### EXERCISE DIRECTIONS
From the text on courts and government authority, list every obligation it says judges are under.

### STUDY TEXT
= = =

Consider, to begin with, the two blocks in conflict. The government of Kerala deems itself duty-bound to implement the verdict of the Supreme Court. What is being overlooked – or is willfully obfuscated – by the opposite camp is the fact that no government has the right or authority to ‘judge’ the merit of a court judgment. The executive cannot determine for itself the rightness, or otherwise, of a court decision.

Now consider the plight of judges. No judge has the authority to decide on the rightness, or wrongness, of any of the Constitutional provisions or of laws enacted by the parliament, after they become part of the legal code of the country. The court can, however, strike down legislations proved to be violative of the essence of the Constitution. Judges are obliged to understand what is right in light of applicable laws, and not with reference to any other code. The moment a judge begins to debate the reasonableness or rightness of any of the laws in force, he destroys the basis on which his authority rests. Laws can change. They change to be in tune with changing needs and social realities. But so long as they stand, judges have to accept laws as binding on their work.

A constitutionally mandated government is as duty-bound to implement court orders as judges are obliged to apply laws, free from personal bias or choice, to adjudicating justice. It is true, alas, that track-records of governments in implementing court decisions leave much to be desired. By being slack on this count, the executive discredits the very system from which it derives its own authority. For a government to be little the authority of the court is, therefore, to weaken its own authority.

= = =

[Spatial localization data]
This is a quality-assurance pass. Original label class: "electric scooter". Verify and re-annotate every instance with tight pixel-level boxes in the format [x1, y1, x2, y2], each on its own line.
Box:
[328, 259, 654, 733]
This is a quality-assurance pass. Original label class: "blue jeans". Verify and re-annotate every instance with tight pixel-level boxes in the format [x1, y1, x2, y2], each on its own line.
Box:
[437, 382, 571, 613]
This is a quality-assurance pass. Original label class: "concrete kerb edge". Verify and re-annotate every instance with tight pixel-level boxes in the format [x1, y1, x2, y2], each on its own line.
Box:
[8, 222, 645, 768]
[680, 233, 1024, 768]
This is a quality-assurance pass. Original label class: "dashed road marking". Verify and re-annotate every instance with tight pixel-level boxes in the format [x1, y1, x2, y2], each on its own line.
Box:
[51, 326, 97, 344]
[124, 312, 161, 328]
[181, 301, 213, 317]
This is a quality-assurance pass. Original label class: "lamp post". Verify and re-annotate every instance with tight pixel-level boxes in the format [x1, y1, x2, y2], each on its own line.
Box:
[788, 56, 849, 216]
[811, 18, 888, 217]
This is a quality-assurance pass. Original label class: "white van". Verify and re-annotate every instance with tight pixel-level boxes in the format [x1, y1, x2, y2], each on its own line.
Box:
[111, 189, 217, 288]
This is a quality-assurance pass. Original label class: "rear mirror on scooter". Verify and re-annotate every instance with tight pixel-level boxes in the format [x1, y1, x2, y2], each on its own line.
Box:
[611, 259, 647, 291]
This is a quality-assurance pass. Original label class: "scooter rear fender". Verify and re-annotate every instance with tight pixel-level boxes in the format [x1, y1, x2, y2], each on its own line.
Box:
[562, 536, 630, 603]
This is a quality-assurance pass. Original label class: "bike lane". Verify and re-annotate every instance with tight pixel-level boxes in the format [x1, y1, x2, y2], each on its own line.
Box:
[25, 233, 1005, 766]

= = =

### RESPONSE AREA
- To understand what is right in light of applicable laws, and not with reference to any other code
- To accept laws as binding on their work, so long as those laws stand
- To apply laws, free from personal bias or choice, to adjudicating justice